> [GOAL OF THE EXERCISE]:
Return the full listing exactly as it is written.

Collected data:
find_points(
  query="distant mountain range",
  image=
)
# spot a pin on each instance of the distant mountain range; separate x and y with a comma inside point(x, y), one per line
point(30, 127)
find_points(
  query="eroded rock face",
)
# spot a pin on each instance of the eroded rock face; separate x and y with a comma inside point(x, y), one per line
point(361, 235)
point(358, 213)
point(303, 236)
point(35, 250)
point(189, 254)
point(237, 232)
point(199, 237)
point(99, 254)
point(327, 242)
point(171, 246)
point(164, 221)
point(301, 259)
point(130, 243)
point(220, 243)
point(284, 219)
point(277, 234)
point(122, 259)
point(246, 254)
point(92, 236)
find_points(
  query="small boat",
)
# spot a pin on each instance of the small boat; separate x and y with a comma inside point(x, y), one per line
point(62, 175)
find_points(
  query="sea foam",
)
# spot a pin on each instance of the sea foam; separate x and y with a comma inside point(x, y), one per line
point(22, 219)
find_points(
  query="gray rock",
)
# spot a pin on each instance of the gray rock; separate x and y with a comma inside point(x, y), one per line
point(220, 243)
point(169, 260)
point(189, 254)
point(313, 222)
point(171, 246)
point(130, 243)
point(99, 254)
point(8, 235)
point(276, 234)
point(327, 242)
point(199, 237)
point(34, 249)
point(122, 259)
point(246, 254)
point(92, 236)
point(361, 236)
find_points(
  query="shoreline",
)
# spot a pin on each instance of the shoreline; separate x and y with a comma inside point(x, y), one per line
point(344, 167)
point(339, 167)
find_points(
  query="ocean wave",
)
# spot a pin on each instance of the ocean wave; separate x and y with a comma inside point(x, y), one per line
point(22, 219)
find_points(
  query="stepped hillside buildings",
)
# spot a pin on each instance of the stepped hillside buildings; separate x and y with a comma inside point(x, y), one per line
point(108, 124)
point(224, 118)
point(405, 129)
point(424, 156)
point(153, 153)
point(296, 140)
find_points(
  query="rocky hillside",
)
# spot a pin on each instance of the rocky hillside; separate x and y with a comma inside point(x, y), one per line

> [CORRECT ANSWER]:
find_points(
  query="distant mountain range",
  image=
)
# spot a pin on each instance of the distant mountain range; separate x and y with a comma inside point(x, y), one per line
point(30, 127)
find_points(
  query="eroded rock face",
)
# spot a pin on each instance of the eroded rock face; separate x and y with a comma inside point(x, y), one per line
point(361, 235)
point(358, 213)
point(303, 236)
point(35, 250)
point(189, 254)
point(237, 232)
point(199, 237)
point(99, 254)
point(327, 242)
point(171, 246)
point(164, 221)
point(301, 259)
point(130, 243)
point(220, 243)
point(284, 219)
point(277, 234)
point(122, 259)
point(246, 254)
point(92, 236)
find_points(
  query="small boat",
)
# spot a pin on each instance of the small boat; separate x and y with a comma inside point(x, y), one per line
point(62, 175)
find_points(
  query="sea foam",
)
# spot a pin on each instance of the sea foam; separate x and y with a comma inside point(x, y), one per line
point(22, 219)
find_points(
  query="gray rock",
)
# spot a pin on each instance of the gray rock; separate x and y with a comma inside point(x, y), one per line
point(220, 243)
point(169, 260)
point(189, 254)
point(313, 222)
point(171, 246)
point(130, 243)
point(99, 254)
point(8, 235)
point(276, 234)
point(327, 242)
point(199, 237)
point(34, 249)
point(122, 259)
point(246, 254)
point(92, 236)
point(361, 236)
find_points(
  query="shoreline",
)
# spot a pin on each instance of the shoreline; separate x and y with a comma inside point(x, y), one per line
point(344, 167)
point(339, 167)
find_points(
  query="ocean wave",
)
# spot a pin on each instance of the ocean wave; separate x and y with a comma inside point(x, y), one per line
point(22, 219)
find_points(
  query="stepped hillside buildings",
)
# spot a pin on each instance of the stepped hillside buildings; separate x and y with a comma inside point(x, y), one per line
point(108, 124)
point(224, 118)
point(405, 129)
point(424, 156)
point(153, 153)
point(296, 140)
find_points(
  query="rocky hillside",
)
# spot a pin on each instance of the rocky hillside; separate x and y with a comma inside point(x, y), one per line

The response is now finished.